ZU ERLEDIGENDE AUFGABEN =>
1 > Welches Unternehmen ist laut dem Text zum Beschluss des VG Wiesbaden Anbieter des Dienstes Cookiebot?
2 > Ermitteln Sie, in wie vielen Zeilen der Auflistung das Wort „balcony“ vorkommt. Geben Sie nur die Zahl an.

TEXTABSCHNITT =>
= = = =

Beschluss VG Wiesbaden
In einem Eilverfahren hat das Verwaltungsgericht (VG) Wiesbaden, mit Beschluss vom 01.12.2021 entschieden, dass der Consent-Manager „Cookiebot“ gegen die Datenschutzgrundverordnung (DS-GVO) verstoße. Dieser soll unzulässig personenbezogene Daten in ein Drittland, hier USA, übermitteln.
Entscheidungssachverhalt
Cookiebot ist ein vielfach eingesetzter Einwilligungsmanager, welcher beim Endnutzer einer Website die Einwilligung in die Cookie-Verwendung einholt. Diese ist nach höchstrichterlichen Entscheidungen und gem. § 25 TTDSG, für das Setzen aller nicht technisch notwendiger Cookies erforderlich. Anbieter des Dienstes ist ein dänisches Unternehmen Cybot A/S (Cybot). Die Zieldomain consent.cookiebot.com verweist jedoch auf einen Server mit einer IP-Adresse, die auf das in den USA ansässige Cloud-Hosting-Unternehmen Akamai Technologies Inc. registriert ist.
Der Cookiebot war auch bei der Antragsgegnerin, der Hochschule Rhein-Main im Einsatz.
Der Antragsteller forderte, diesen Einsatz zu unterlassen, da bei jedem Seitenaufruf seine ungekürzte IP-Adresse an Server der Akamai Technologies Inc. übermittelt würde. Auch wenn sich der Server möglicherweise in der EU befinde, so habe das US-amerikanische Unternehmen Zugriff darauf, sodass der US-amerikanische Cloud-Act gelte.

= = = =

GEGEBENE AUFLISTUNG =>

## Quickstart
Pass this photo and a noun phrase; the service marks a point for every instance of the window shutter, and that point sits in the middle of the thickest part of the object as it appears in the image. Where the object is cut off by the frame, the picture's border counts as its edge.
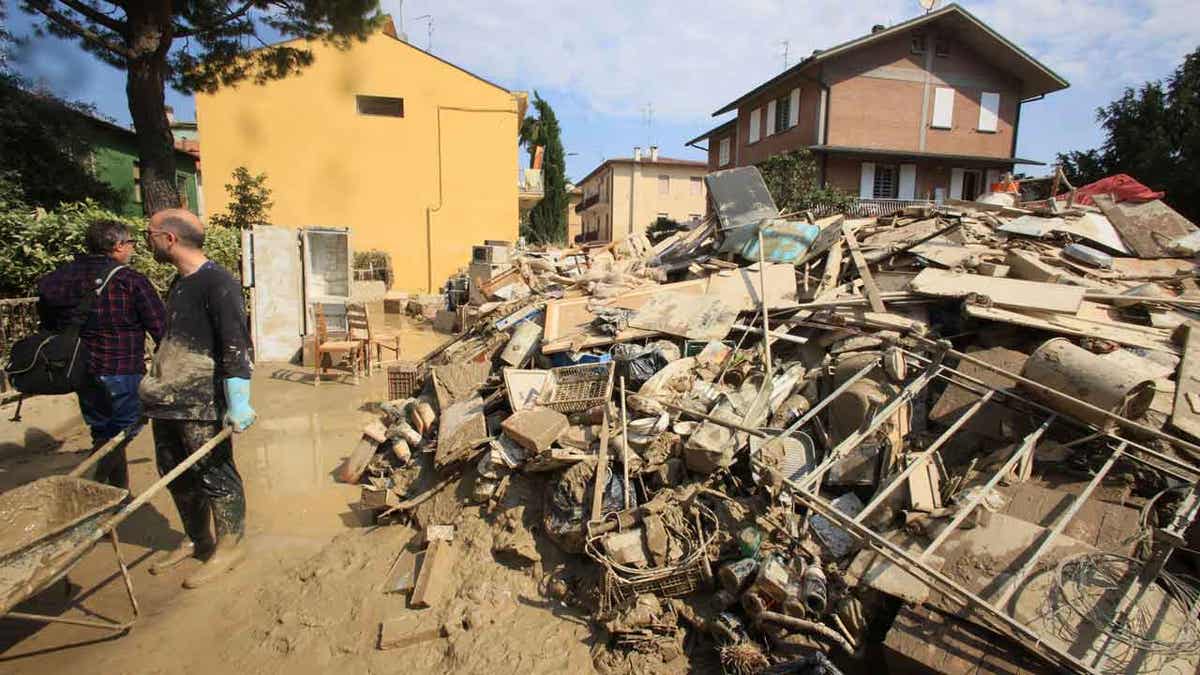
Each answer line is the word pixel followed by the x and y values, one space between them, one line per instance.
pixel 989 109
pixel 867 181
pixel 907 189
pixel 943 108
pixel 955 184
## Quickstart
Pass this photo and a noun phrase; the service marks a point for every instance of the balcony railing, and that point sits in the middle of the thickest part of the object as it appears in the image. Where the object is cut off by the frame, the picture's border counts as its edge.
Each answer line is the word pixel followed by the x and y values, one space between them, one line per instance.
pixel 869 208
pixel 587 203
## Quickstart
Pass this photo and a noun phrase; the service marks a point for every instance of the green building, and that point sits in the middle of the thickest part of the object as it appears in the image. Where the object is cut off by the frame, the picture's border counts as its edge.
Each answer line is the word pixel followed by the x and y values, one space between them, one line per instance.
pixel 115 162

= = = =

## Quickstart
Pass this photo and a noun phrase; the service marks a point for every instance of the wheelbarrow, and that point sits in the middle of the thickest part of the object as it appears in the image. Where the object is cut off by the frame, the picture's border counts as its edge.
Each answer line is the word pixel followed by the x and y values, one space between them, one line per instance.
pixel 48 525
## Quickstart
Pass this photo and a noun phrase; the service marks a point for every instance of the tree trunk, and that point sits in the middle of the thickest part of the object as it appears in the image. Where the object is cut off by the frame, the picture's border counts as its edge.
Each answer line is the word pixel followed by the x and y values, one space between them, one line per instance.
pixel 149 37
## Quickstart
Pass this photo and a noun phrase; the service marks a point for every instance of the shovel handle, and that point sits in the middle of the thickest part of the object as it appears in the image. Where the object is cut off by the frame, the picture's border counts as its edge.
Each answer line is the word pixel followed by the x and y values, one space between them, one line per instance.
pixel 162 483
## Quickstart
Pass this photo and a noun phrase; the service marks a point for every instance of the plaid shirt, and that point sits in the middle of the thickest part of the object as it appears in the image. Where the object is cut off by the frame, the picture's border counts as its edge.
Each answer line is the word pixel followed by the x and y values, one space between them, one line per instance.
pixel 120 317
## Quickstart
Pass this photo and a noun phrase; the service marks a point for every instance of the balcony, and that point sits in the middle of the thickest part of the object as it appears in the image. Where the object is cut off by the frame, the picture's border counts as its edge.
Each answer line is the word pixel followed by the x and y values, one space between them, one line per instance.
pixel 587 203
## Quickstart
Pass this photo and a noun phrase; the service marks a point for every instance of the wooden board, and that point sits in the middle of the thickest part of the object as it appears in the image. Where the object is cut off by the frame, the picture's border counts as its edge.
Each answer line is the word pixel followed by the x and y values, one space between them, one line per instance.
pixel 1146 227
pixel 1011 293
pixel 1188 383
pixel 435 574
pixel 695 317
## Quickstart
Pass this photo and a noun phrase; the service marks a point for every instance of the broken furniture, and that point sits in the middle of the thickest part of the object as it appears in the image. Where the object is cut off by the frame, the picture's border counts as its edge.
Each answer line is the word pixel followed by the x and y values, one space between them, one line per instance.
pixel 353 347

= = = =

DIE ANTWORTEN =>
1 > Das dänische Unternehmen Cybot A/S.

2 > 2